**Text**

= = = = =

# Multi-boot



## GP13 (Oct 3, 2019)

Hello to everybody on this forum
I am a newbee in FreeBSD, I am using actively OpenSUSE and Windows every day, I have tried back in time PC-BSD. I would like to learn more about FreeBSD, but I would like a multi-boot on existing machine with OpenSUSE and Windows. Do you have some pointers for me, is it enough to install FreeBSD on unpartitioned space on existing HDD and than through OpenSUSE add to Grub2? What are your experiences with multi-boot?

Thx!


----------



## tingo (Oct 3, 2019)

On UEFI machines, I tend to use rEFInd if I want multiboot and want to run FreeBSD as one operating system. Why? because it is so much easier to set up, than to mess around with grub in order to get FreeBSD booting. This might just me being old and set in my ways...


----------



## pierre (Oct 4, 2019)

Here is what I did for a multi-boot (openbsd, freebsd, debian). 
I hope it will help you
1) I installed Openbsd on the first slice
2) I installed FreeBSD on the second slice.
At this point I could only boot on FreeBSD. As my goal was to use the FreeBSD bootloader in order to boot each operating system, so I launched this command
`gpart bootcode -b /boot/boot0 ada0`
The result is this boot screen: F1 Openbsd, F2 FreebSD
For a good understanding of the command above, it's fairly essential to read gpart() , especially the `gpart bootcode` command and section BOOTSTRAPPING.

3)I installed Debian on the two last slices, the third one as a separate /boot partition and the fourth one as an extended partition. Then to complete the installation, I installed grub2 on the the boot partition  (not on the head of the disk)
Of course, I could have create only one  partition or use the /root partition as the boot one.

= = = = =

[Entries pointing to labeled objects]
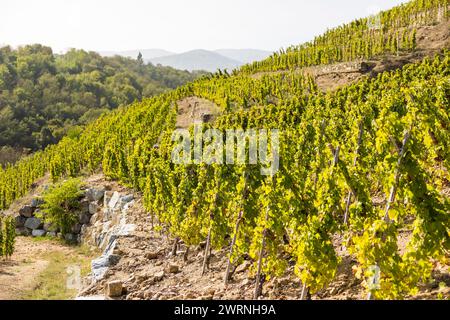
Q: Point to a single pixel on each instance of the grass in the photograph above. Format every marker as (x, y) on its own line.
(54, 283)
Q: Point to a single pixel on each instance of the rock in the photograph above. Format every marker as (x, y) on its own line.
(84, 218)
(107, 197)
(76, 228)
(151, 255)
(83, 229)
(114, 288)
(49, 227)
(114, 259)
(84, 206)
(126, 199)
(159, 276)
(95, 194)
(33, 223)
(20, 221)
(22, 231)
(172, 268)
(26, 211)
(70, 237)
(93, 208)
(38, 233)
(36, 202)
(96, 297)
(114, 200)
(243, 267)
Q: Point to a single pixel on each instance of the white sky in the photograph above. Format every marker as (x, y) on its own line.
(175, 25)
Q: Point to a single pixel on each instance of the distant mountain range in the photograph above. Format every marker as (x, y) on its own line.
(197, 59)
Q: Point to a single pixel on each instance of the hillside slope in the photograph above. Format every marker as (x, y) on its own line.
(197, 60)
(44, 95)
(363, 178)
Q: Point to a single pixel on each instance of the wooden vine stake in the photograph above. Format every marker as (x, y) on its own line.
(394, 186)
(233, 242)
(207, 255)
(355, 159)
(305, 290)
(236, 230)
(258, 286)
(207, 252)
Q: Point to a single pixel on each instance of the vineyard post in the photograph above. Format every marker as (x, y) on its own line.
(305, 290)
(236, 230)
(258, 286)
(207, 254)
(233, 242)
(394, 186)
(355, 159)
(397, 175)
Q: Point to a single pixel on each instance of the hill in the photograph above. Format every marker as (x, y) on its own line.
(147, 54)
(44, 95)
(197, 60)
(359, 199)
(244, 55)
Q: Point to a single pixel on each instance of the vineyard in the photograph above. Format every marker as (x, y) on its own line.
(357, 165)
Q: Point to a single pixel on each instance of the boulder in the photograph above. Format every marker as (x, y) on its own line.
(33, 223)
(84, 218)
(22, 231)
(26, 211)
(151, 255)
(172, 268)
(38, 233)
(70, 237)
(107, 198)
(127, 198)
(114, 259)
(93, 208)
(49, 227)
(114, 288)
(114, 200)
(76, 228)
(159, 276)
(37, 202)
(84, 206)
(20, 221)
(95, 194)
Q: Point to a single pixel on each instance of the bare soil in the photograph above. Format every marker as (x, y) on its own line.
(430, 41)
(195, 109)
(147, 252)
(20, 275)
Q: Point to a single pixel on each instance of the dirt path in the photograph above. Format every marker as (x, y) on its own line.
(25, 273)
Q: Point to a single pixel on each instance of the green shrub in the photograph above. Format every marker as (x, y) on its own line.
(60, 204)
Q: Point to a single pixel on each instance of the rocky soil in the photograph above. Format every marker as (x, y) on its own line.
(144, 267)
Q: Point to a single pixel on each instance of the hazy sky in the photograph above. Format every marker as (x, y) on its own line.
(175, 25)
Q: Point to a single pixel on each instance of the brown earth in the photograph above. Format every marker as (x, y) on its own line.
(147, 252)
(430, 41)
(195, 109)
(19, 274)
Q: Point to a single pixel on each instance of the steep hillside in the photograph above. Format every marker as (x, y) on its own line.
(197, 60)
(43, 96)
(244, 55)
(147, 54)
(361, 194)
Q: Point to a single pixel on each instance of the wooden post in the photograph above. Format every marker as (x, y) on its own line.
(355, 160)
(258, 288)
(233, 242)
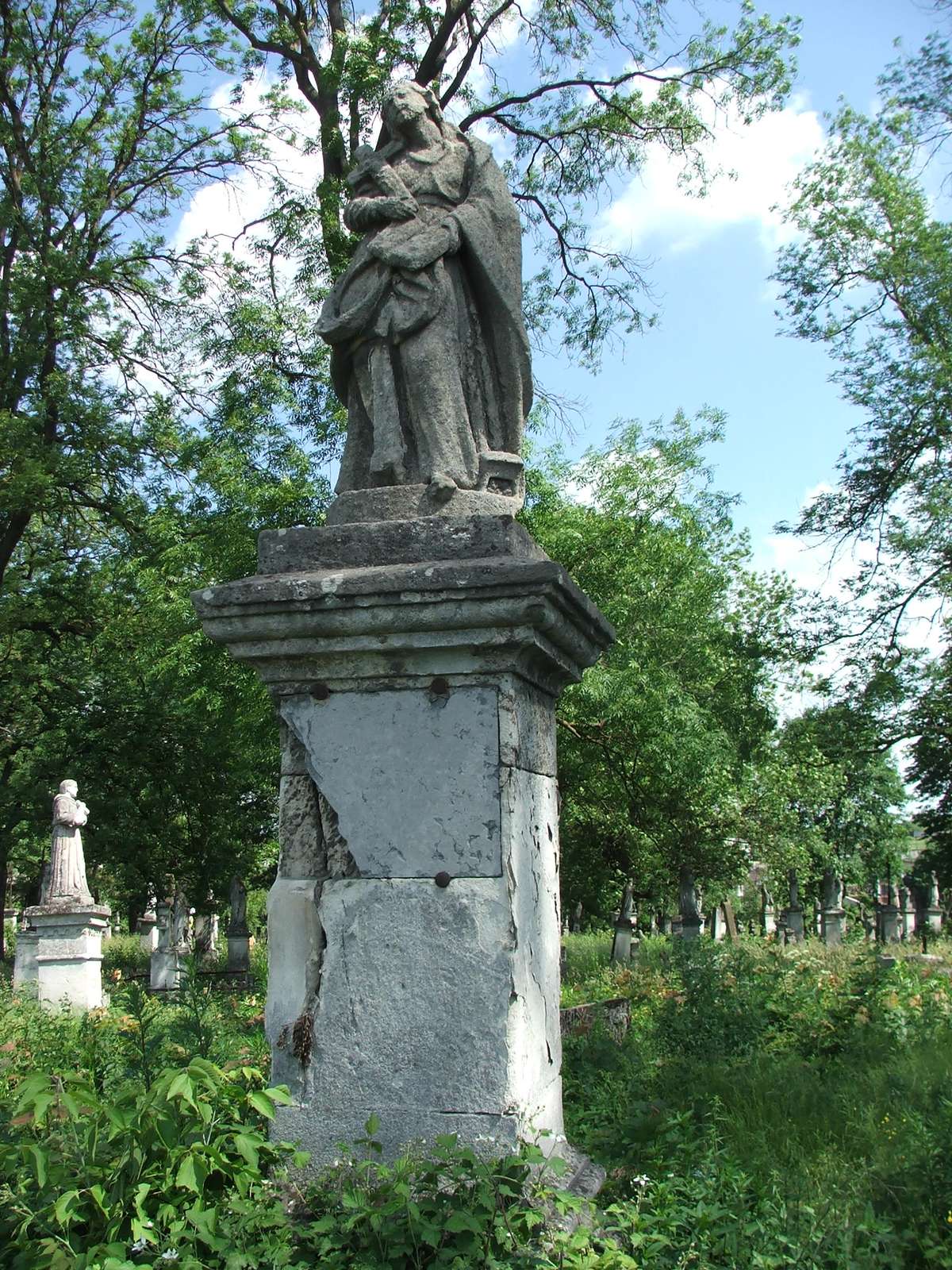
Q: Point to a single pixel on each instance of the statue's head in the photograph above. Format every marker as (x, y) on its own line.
(408, 101)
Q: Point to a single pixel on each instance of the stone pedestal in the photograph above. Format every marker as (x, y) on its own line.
(888, 922)
(148, 933)
(70, 954)
(239, 952)
(25, 963)
(833, 925)
(414, 927)
(793, 920)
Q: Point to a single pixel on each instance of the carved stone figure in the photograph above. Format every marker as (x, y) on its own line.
(793, 889)
(429, 351)
(831, 889)
(179, 922)
(689, 897)
(67, 867)
(238, 899)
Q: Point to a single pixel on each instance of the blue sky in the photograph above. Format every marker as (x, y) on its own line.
(717, 342)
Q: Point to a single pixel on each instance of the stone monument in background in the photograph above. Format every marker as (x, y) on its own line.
(239, 935)
(833, 914)
(793, 916)
(69, 925)
(414, 649)
(692, 920)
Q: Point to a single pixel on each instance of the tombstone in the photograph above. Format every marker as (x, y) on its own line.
(171, 945)
(889, 927)
(416, 647)
(69, 924)
(793, 916)
(833, 916)
(768, 921)
(692, 920)
(239, 954)
(621, 944)
(907, 912)
(933, 912)
(148, 930)
(205, 935)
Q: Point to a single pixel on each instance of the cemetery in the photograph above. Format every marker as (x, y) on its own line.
(423, 845)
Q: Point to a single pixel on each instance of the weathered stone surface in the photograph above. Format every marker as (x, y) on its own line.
(420, 502)
(393, 764)
(295, 963)
(70, 954)
(495, 615)
(527, 727)
(436, 1022)
(67, 865)
(428, 346)
(391, 543)
(300, 829)
(25, 964)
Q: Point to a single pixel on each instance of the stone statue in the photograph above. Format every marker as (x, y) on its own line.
(689, 897)
(831, 891)
(67, 867)
(428, 347)
(793, 889)
(238, 899)
(179, 921)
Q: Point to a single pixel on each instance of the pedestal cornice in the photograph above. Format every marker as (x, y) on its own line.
(408, 611)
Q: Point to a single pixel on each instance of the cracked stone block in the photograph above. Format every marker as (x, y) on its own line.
(391, 766)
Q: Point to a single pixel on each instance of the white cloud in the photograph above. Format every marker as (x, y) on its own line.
(222, 209)
(765, 158)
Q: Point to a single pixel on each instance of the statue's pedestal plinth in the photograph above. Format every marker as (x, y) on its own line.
(414, 931)
(833, 926)
(25, 962)
(793, 920)
(889, 924)
(239, 952)
(70, 954)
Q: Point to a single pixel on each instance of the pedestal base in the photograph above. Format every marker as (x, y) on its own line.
(70, 956)
(833, 926)
(414, 927)
(889, 925)
(165, 969)
(239, 954)
(793, 920)
(25, 963)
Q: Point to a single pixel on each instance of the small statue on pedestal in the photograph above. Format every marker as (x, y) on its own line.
(67, 867)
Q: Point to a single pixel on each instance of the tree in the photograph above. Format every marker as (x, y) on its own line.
(657, 740)
(871, 277)
(594, 89)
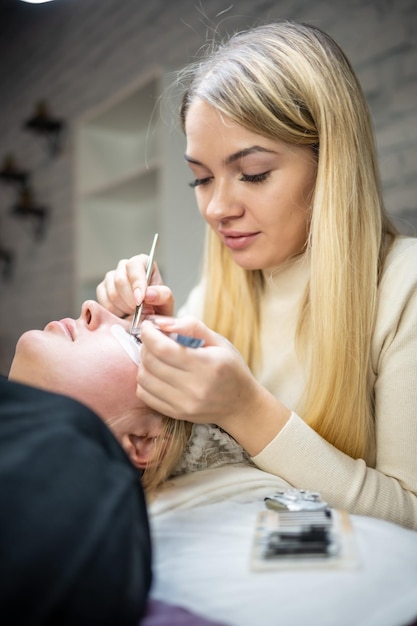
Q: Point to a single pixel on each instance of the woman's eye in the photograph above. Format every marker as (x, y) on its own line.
(254, 178)
(200, 181)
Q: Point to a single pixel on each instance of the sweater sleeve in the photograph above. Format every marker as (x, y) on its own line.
(388, 490)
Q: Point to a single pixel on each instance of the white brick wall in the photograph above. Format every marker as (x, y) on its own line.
(76, 53)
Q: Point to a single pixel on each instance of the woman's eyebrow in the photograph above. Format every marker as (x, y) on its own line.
(235, 156)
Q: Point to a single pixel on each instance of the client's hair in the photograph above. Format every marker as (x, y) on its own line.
(168, 449)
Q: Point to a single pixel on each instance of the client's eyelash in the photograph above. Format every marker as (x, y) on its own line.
(199, 181)
(254, 178)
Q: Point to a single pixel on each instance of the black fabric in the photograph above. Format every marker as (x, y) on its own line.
(74, 532)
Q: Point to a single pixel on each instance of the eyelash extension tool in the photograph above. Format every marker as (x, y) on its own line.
(134, 327)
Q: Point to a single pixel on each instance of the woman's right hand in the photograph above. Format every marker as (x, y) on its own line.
(125, 287)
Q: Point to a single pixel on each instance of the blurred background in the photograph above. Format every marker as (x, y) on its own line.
(91, 154)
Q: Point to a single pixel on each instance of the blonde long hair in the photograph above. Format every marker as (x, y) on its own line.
(291, 82)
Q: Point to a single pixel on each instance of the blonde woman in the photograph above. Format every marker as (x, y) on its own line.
(304, 274)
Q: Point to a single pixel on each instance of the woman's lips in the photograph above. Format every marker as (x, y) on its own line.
(238, 241)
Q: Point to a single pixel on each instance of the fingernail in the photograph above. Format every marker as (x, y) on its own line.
(151, 294)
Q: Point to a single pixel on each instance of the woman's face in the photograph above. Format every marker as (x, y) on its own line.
(254, 192)
(83, 359)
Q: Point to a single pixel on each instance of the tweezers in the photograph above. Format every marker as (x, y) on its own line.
(134, 327)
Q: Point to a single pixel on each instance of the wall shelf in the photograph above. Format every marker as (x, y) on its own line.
(131, 182)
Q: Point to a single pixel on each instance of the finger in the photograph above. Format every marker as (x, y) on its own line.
(191, 327)
(159, 299)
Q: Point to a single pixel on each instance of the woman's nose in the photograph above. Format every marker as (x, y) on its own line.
(223, 204)
(93, 314)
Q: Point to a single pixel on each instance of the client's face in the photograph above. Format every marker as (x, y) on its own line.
(84, 359)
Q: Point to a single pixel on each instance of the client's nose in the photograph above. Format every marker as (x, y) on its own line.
(92, 314)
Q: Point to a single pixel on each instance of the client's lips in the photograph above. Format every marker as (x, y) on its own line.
(238, 240)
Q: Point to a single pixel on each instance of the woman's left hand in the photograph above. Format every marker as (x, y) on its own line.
(210, 385)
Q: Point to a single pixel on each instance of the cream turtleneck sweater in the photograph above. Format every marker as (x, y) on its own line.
(298, 454)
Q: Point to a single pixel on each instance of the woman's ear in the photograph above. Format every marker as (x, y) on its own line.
(139, 449)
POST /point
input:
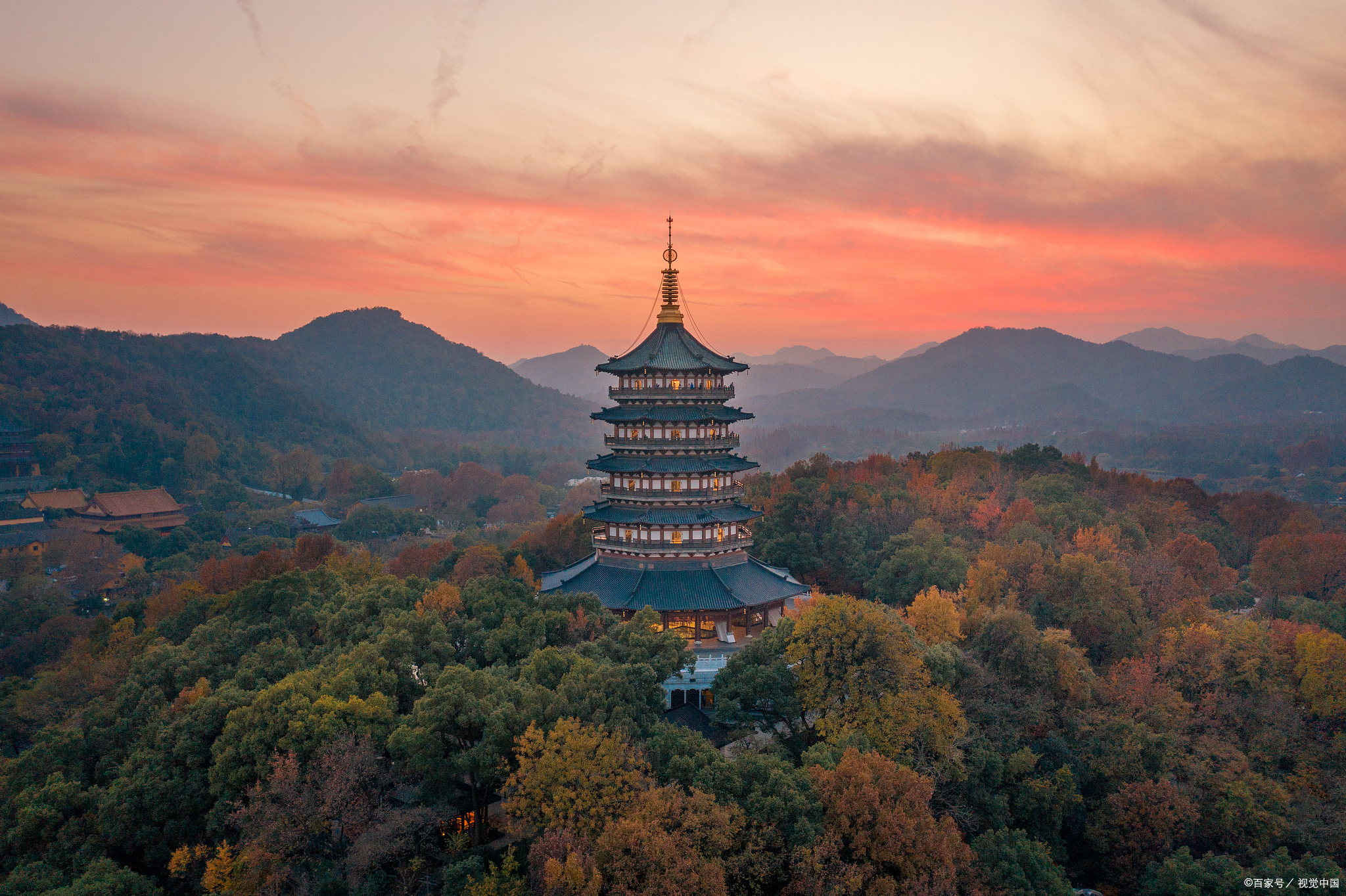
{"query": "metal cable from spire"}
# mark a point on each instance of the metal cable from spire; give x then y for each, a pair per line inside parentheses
(687, 305)
(641, 332)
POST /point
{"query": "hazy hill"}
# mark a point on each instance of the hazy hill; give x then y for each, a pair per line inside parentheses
(825, 359)
(389, 373)
(919, 350)
(11, 317)
(772, 380)
(124, 404)
(570, 372)
(1175, 342)
(999, 377)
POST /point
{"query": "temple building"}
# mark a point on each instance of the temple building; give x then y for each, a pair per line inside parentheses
(672, 533)
(109, 512)
(19, 471)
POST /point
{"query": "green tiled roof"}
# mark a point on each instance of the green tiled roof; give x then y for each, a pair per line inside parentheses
(670, 516)
(670, 347)
(747, 584)
(693, 463)
(674, 413)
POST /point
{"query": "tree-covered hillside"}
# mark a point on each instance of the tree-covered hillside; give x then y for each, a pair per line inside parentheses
(1019, 673)
(392, 374)
(150, 411)
(1013, 377)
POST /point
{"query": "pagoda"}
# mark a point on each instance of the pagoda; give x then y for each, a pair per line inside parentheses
(672, 533)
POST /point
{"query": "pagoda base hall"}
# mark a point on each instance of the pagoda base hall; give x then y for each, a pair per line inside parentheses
(669, 532)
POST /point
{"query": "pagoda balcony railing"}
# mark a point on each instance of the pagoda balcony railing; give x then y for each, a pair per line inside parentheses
(723, 493)
(707, 393)
(641, 441)
(739, 541)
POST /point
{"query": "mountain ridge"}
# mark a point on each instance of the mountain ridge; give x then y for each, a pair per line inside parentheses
(1176, 342)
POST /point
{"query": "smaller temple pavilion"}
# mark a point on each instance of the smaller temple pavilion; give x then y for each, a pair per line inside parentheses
(670, 532)
(109, 512)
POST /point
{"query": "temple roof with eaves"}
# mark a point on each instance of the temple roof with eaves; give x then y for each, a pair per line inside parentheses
(670, 347)
(653, 463)
(605, 512)
(618, 587)
(672, 413)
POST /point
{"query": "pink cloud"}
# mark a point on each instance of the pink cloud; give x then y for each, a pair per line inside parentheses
(120, 219)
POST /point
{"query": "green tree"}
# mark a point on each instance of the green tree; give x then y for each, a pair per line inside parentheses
(912, 567)
(575, 776)
(1017, 865)
(758, 688)
(462, 734)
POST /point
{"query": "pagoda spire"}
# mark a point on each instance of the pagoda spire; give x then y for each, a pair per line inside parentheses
(669, 313)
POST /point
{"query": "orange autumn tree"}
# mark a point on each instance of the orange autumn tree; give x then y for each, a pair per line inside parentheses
(578, 776)
(860, 670)
(936, 617)
(882, 837)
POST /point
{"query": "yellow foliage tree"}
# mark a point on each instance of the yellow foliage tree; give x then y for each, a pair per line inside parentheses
(1321, 667)
(576, 776)
(936, 617)
(859, 670)
(987, 587)
(444, 600)
(220, 871)
(520, 571)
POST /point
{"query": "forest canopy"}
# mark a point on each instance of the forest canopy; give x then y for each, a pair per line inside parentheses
(1018, 673)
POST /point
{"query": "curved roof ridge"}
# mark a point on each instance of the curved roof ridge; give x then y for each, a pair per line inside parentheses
(636, 589)
(656, 353)
(730, 591)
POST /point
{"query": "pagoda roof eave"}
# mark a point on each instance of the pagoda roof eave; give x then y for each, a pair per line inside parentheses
(719, 589)
(605, 512)
(674, 349)
(651, 463)
(672, 413)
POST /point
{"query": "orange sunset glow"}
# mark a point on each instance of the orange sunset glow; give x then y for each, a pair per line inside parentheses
(863, 177)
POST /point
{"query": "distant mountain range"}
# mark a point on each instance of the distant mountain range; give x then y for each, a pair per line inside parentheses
(390, 374)
(1175, 342)
(11, 317)
(334, 385)
(570, 372)
(1011, 377)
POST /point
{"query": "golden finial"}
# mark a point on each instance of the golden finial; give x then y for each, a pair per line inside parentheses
(669, 313)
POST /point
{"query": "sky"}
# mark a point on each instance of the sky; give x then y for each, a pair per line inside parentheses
(859, 175)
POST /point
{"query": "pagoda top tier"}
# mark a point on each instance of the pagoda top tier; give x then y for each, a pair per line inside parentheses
(670, 347)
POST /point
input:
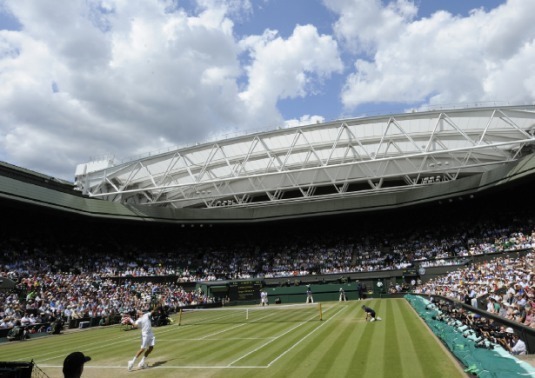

= = = = =

**Work to do**
[1] In the multi-boot thread, which boot manager does tingo use on UEFI machines when multibooting with FreeBSD?
[2] Write out the passage of the multi-boot thread between "Here is what" and "of the disk)", inclusive.
[3] List every operating system named in the multi-boot thread.

**Responses by task**
[1] rEFInd

[2]
Here is what I did for a multi-boot (openbsd, freebsd, debian). 
I hope it will help you
1) I installed Openbsd on the first slice
2) I installed FreeBSD on the second slice.
At this point I could only boot on FreeBSD. As my goal was to use the FreeBSD bootloader in order to boot each operating system, so I launched this command
`gpart bootcode -b /boot/boot0 ada0`
The result is this boot screen: F1 Openbsd, F2 FreebSD
For a good understanding of the command above, it's fairly essential to read gpart() , especially the `gpart bootcode` command and section BOOTSTRAPPING.

3)I installed Debian on the two last slices, the third one as a separate /boot partition and the fourth one as an extended partition. Then to complete the installation, I installed grub2 on the the boot partition  (not on the head of the disk)

[3] FreeBSD, OpenSUSE, Windows, PC-BSD, OpenBSD, Debian